■ Short exercise ■
All of the entries need to be written out again, exactly as they are.

(Records contained in a dataset)
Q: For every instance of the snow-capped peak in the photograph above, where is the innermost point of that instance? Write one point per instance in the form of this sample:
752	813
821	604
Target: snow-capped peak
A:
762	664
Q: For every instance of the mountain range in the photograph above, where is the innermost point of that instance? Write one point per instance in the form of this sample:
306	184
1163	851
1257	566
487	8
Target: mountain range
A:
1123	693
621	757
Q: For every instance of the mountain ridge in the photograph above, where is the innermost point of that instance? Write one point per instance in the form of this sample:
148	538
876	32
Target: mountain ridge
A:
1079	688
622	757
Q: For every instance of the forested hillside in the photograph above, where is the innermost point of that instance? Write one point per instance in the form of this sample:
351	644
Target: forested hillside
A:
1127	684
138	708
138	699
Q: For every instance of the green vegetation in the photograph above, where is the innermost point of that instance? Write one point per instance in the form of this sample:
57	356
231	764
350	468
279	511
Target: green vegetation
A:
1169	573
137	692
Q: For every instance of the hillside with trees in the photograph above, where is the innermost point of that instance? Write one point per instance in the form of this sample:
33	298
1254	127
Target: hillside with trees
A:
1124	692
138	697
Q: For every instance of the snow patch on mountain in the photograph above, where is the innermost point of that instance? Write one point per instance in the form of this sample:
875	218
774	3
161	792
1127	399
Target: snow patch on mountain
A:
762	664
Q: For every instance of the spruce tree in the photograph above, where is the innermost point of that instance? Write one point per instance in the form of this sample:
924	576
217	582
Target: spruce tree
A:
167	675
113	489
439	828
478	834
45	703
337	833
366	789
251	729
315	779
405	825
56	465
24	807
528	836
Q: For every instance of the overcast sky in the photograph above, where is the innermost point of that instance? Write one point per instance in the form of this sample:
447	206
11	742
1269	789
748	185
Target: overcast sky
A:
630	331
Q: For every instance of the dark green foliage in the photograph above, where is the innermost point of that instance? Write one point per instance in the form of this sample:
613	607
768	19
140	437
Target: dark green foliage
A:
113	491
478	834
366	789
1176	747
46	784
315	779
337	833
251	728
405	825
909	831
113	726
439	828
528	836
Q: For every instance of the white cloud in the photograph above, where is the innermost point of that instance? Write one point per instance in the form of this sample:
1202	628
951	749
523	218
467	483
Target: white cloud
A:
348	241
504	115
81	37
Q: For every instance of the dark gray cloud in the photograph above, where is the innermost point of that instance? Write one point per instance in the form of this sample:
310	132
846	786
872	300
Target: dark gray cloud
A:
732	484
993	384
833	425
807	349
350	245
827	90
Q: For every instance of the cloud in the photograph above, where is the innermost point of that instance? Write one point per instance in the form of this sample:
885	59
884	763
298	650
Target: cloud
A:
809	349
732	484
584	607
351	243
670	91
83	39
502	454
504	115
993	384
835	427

■ Response to the task ■
Q: For every instance of the snow-capped peak in the photograph above, where is the innermost point of that instance? Write one point per instance in the form of this sample:
752	813
821	604
Target: snow-capped peak
A:
762	664
Q: For every instance of the mountain range in the photograph above, where is the innermost point of that instance? Write one point per instance in the form of this sample:
306	184
1163	851
1257	566
487	8
Target: mountain range
A:
1123	693
621	757
Q: For every instance of the mountain ridge in the photograph above, where is the innermost point of that instance? Write one point per instance in the form of this sample:
148	538
876	32
Target: mountain ridge
A:
1079	688
622	757
Q: For every instance of the forested hillside in the photograph above, where is the innermost point of that instance? Write one point per instance in the form of this sample:
351	644
Target: forested hillside
A:
1127	684
138	708
138	699
Q: For every instance of the green vegetation in the photograph above, where is the innermost point of that instance? Write one point per instance in the form of this sample:
57	356
231	764
350	468
279	511
Target: green vegetation
A:
1169	573
137	692
Q: For every instance of the hillside with trees in the photograph above, where is the innermost point of that instance? Write one point per instance in the form of this sample:
33	298
1254	127
Target: hillside with trees
A:
1124	692
138	697
Q: For every instance of the snow patch on mountain in the photograph above, where is the innermost point of that instance? Write one point per instance in the form of this sample:
875	218
774	3
161	792
1127	399
Target: snow patch on mountain
A:
762	664
Q: For every instance of the spruce tree in the photograph above, where is the innermost point of that instance? Write one point per instance in the form of this sample:
924	576
217	582
Target: spruce tree
A:
167	675
113	489
439	828
478	834
45	703
337	833
366	789
251	729
315	779
405	825
56	465
24	807
528	836
Q: For every instance of the overcast sky in the photograph above, where is the innermost point of that instance? Write one point per instance in the form of this sample:
447	206
11	742
1269	789
748	185
Target: overcast sky
A:
630	331
Q: For every instance of the dark green foliage in the photograph above, where is the innermost point of that instance? Write one point per instance in the form of this sample:
613	607
768	19
140	437
Target: dark green foliage
A:
113	491
478	834
366	789
1176	747
46	784
315	779
337	833
251	728
405	825
909	831
113	726
439	828
528	836
Q: For every instance of the white cloud in the photograph above, where is the innermost point of that instance? Write one point per instance in the form of this sample:
1202	628
951	749
523	218
467	483
Target: white cloud
A:
348	241
504	115
81	37
Q: For every instance of the dark gray cloud in the photograph above, where is the innermost point of that instance? Write one point per instance in the form of this sample:
310	132
846	786
872	300
Target: dark gray cloud
A:
732	484
993	384
833	425
807	349
350	245
827	90
Q: For every instance of the cloud in the photograph above, where is the innermost point of that instance? Write one point per instance in the form of this sample:
885	59
884	763
298	650
Target: cloud
A:
809	349
732	484
584	607
351	243
670	91
83	39
502	454
504	115
993	384
835	427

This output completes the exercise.